====== Extrait ======


    Le manque d’entretien. Jusqu’à aujourd’hui, très nombreux étaient les ensembles immobiliers à vocation sociale qui n’avaient bénéficié d’aucun entretien sérieux. Construits à la fin des années 50, certains sont restés en l’état, sans rénovation ni entretien pendant 60 ans. Les enrobés sur les trottoirs étaient ceux qui avaient été posés en 1960. La responsabilité des bailleurs est grande dans la déshérence qu’ils connaissent.
    De nombreux logements intermédiaires ou même de « standing » ont été construits au cours des années 60. Les techniques constructives n’étaient pas différentes. L’attention dont ils ont fait l’objet, notamment quand c’étaient des copropriétés, a fait que dans la plupart des cas ces immeubles sont considérés aujourd’hui comme en bon état et personne n’aurait l’idée de les démolir en les considérant inhabitables.
    Les immeubles de la Butte Rouge ont été construits pour les premiers dans les années 30 mais elle s’est étendue jusque dans les années 50. Il est sur que les normes ont évolué et que l’exigence de surface n’est pas la même aujourd’hui que ce qu’elle pouvait être il y a 90 ans mais ne saurait-on pas les reconfigurer, joindre deux petites surfaces pour en faire une grande ?
    Bref, il est certain que ce projet est destiné avant tout à évincer une population qui fait « tâche » dans le tableau phantasmé d’une droite qui considère sans l’avouer que les classes populaires n’ont rien à faire chez elle.

  2. Gérard Bardier Gérard Bardier Auteur de l’article | 19 janvier 2021

    De ce que j’ai pu lire dans quelques commentaires qui abordaient ce sujet, les logements sont classés en E, à la suite des travaux menés de 1985 à 1995. Il est assez peu probable que d’un simple point de vue « émissions de CO2 » l’opération de démolition / reconstruction soit rentable
    extrait d’un commentaire :
    Par ailleurs, l’état actuel de la cité jardin vient essentiellement d’un abandon d’entretien caractérisé. Il serait plus écologique de rénover les immeubles en conservant les bâtis plutôt que de démolir / reconstruire intégralement

  3. Herrenschmidt Herrenschmidt 19 janvier 2021

    Parmi tous les arguments mis en avant pour réagir contre ce projet il en manque un, peut-être le plus important en ce début de 21e siècle, pour lequel un objectif central a été fixée à 2050 : Zéro émission nette de gaz à effet de serre (GES).

====== Données sources ======

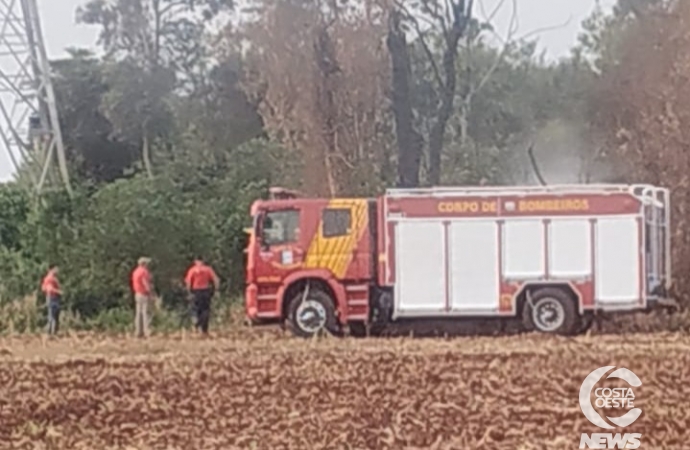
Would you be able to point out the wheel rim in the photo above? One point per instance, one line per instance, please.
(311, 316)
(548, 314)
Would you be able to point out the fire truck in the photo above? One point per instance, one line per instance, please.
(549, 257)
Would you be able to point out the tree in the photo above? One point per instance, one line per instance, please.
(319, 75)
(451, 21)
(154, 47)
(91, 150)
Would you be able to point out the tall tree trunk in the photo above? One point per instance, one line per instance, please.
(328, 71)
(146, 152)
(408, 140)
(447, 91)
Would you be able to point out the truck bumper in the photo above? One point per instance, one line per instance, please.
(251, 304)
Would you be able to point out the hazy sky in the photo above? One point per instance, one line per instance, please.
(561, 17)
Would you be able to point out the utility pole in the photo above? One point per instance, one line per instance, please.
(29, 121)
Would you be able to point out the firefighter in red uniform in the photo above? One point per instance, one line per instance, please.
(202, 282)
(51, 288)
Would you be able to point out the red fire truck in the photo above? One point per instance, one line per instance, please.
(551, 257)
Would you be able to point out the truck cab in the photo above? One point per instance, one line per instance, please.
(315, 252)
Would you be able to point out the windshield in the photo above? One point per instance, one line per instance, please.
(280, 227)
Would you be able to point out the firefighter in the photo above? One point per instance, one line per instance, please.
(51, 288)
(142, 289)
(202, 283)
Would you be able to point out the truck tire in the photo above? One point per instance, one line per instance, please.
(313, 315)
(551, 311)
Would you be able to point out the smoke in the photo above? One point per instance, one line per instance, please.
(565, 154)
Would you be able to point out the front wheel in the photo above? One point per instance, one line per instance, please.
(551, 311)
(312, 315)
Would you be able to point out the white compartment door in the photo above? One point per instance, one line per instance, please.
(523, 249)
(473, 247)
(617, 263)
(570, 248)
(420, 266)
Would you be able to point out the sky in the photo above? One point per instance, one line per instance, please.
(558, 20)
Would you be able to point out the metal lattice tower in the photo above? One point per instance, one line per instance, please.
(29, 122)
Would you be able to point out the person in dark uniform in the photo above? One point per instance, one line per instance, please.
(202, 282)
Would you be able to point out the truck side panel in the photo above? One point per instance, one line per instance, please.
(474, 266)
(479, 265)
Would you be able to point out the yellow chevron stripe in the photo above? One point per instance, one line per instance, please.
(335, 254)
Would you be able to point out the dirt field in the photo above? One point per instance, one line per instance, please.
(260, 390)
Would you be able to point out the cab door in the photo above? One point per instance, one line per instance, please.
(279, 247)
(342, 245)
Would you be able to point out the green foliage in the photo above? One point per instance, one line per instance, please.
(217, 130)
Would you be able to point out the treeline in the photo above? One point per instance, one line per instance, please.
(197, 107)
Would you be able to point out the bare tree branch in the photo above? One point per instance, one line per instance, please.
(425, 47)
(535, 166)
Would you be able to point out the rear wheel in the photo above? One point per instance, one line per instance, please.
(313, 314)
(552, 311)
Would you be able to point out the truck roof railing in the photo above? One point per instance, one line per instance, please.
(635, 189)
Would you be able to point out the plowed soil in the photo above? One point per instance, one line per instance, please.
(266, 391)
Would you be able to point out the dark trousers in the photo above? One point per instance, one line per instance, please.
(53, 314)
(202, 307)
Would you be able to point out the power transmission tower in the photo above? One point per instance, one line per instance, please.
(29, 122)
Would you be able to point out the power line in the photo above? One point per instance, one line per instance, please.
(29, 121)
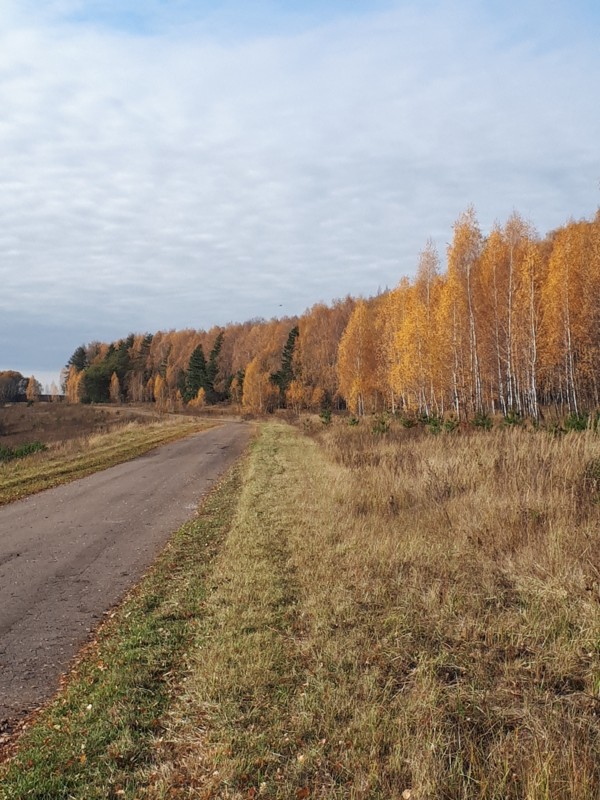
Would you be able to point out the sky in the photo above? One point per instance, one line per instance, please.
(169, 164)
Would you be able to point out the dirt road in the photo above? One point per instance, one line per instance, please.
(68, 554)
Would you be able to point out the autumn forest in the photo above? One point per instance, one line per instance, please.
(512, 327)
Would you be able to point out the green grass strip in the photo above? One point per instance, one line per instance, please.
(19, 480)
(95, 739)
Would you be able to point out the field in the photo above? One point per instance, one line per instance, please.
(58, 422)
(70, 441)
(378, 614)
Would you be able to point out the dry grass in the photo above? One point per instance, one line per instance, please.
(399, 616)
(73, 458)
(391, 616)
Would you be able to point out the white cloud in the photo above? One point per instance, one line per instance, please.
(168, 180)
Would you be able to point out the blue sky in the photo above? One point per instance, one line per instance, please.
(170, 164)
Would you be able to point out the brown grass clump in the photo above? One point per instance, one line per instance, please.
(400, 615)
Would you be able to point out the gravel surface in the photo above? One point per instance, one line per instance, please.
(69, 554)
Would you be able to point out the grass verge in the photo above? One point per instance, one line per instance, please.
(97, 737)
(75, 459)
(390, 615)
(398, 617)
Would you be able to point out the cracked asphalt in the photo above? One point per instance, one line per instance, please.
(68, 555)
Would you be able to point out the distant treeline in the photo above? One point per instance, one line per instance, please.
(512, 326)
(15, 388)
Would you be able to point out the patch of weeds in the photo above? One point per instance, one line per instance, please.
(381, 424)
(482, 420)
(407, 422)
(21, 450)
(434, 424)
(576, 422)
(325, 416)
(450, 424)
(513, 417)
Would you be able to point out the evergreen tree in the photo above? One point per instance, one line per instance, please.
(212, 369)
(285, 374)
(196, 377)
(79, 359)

======
====== Données sources ======

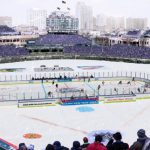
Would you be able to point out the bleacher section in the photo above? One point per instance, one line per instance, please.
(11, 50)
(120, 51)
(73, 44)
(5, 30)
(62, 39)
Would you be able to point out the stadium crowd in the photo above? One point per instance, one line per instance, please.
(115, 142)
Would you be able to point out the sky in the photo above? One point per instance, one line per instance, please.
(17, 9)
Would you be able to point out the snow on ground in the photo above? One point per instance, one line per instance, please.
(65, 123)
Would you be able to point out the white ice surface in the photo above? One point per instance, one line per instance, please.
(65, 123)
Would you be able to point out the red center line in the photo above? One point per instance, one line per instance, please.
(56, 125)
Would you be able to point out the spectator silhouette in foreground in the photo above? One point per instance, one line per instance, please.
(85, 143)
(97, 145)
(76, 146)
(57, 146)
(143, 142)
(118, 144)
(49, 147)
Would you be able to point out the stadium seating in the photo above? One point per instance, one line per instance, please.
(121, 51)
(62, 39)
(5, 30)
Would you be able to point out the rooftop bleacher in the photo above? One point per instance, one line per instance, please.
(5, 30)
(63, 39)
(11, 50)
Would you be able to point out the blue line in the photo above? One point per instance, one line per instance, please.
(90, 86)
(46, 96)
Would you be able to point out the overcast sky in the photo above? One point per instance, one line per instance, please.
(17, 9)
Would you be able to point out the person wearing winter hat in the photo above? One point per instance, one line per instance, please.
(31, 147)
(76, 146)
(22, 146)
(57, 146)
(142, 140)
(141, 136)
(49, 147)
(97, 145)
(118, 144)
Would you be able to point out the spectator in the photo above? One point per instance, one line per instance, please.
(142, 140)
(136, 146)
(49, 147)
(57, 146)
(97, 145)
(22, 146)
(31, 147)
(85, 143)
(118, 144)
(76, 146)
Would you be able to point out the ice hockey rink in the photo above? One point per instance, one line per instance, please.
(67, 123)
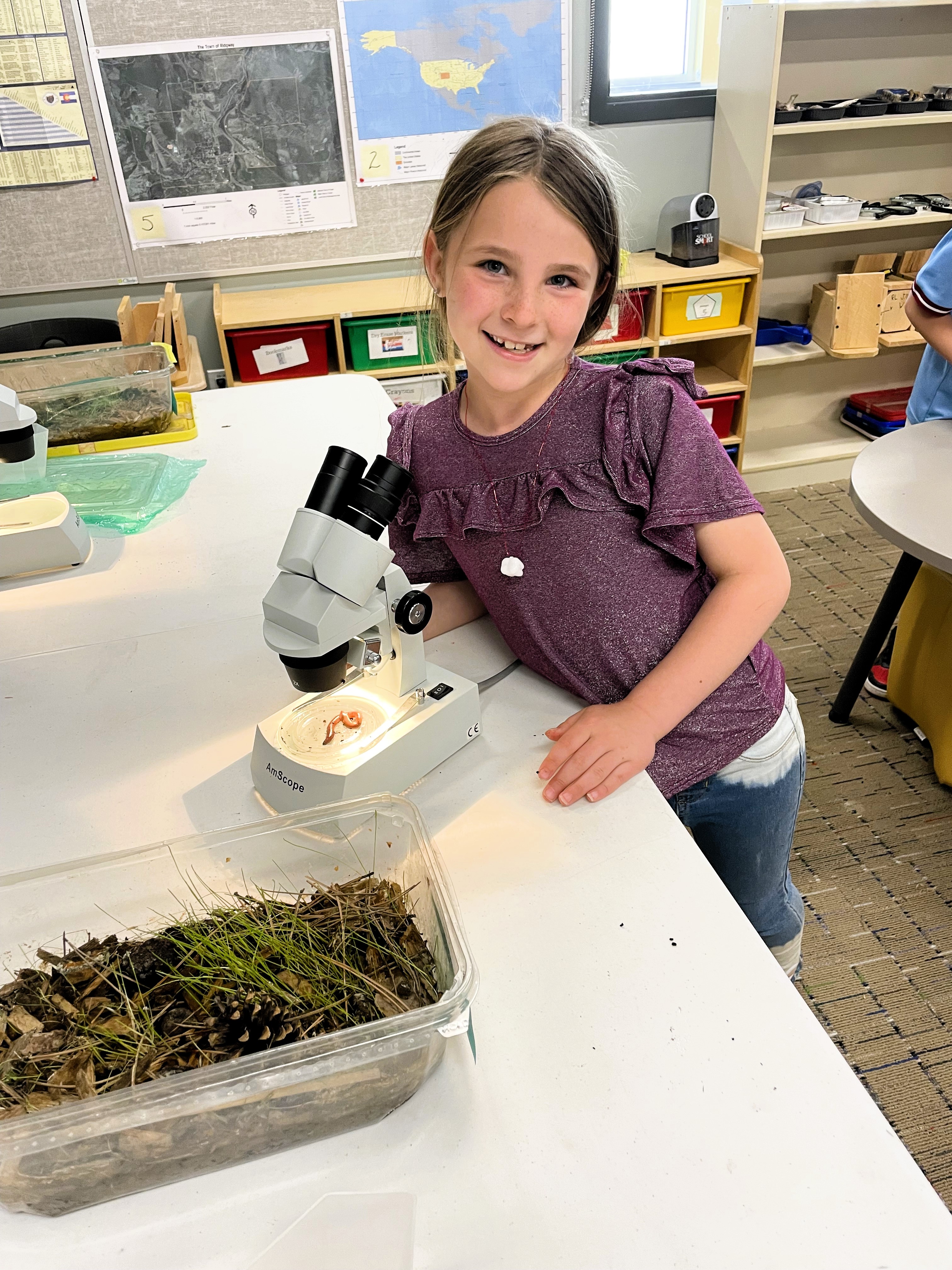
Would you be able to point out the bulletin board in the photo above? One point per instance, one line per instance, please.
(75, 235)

======

Consigne A ▸
Traduisez en anglais la phrase suivante de l'extrait : « Construits à la fin des années 50, certains sont restés en l'état, sans rénovation ni entretien pendant 60 ans. »
Consigne B ▸
Transcrivez sans rien modifier le passage de l'extrait qui va de « Le manque d’entretien. » jusqu'à « les considérant inhabitables. » inclus.

Zone de réponse A ▸
Built in the late 1950s, some have remained as they were, without renovation or maintenance for 60 years.

Zone de réponse B ▸
Le manque d’entretien. Jusqu’à aujourd’hui, très nombreux étaient les ensembles immobiliers à vocation sociale qui n’avaient bénéficié d’aucun entretien sérieux. Construits à la fin des années 50, certains sont restés en l’état, sans rénovation ni entretien pendant 60 ans. Les enrobés sur les trottoirs étaient ceux qui avaient été posés en 1960. La responsabilité des bailleurs est grande dans la déshérence qu’ils connaissent.
    De nombreux logements intermédiaires ou même de « standing » ont été construits au cours des années 60. Les techniques constructives n’étaient pas différentes. L’attention dont ils ont fait l’objet, notamment quand c’étaient des copropriétés, a fait que dans la plupart des cas ces immeubles sont considérés aujourd’hui comme en bon état et personne n’aurait l’idée de les démolir en les considérant inhabitables.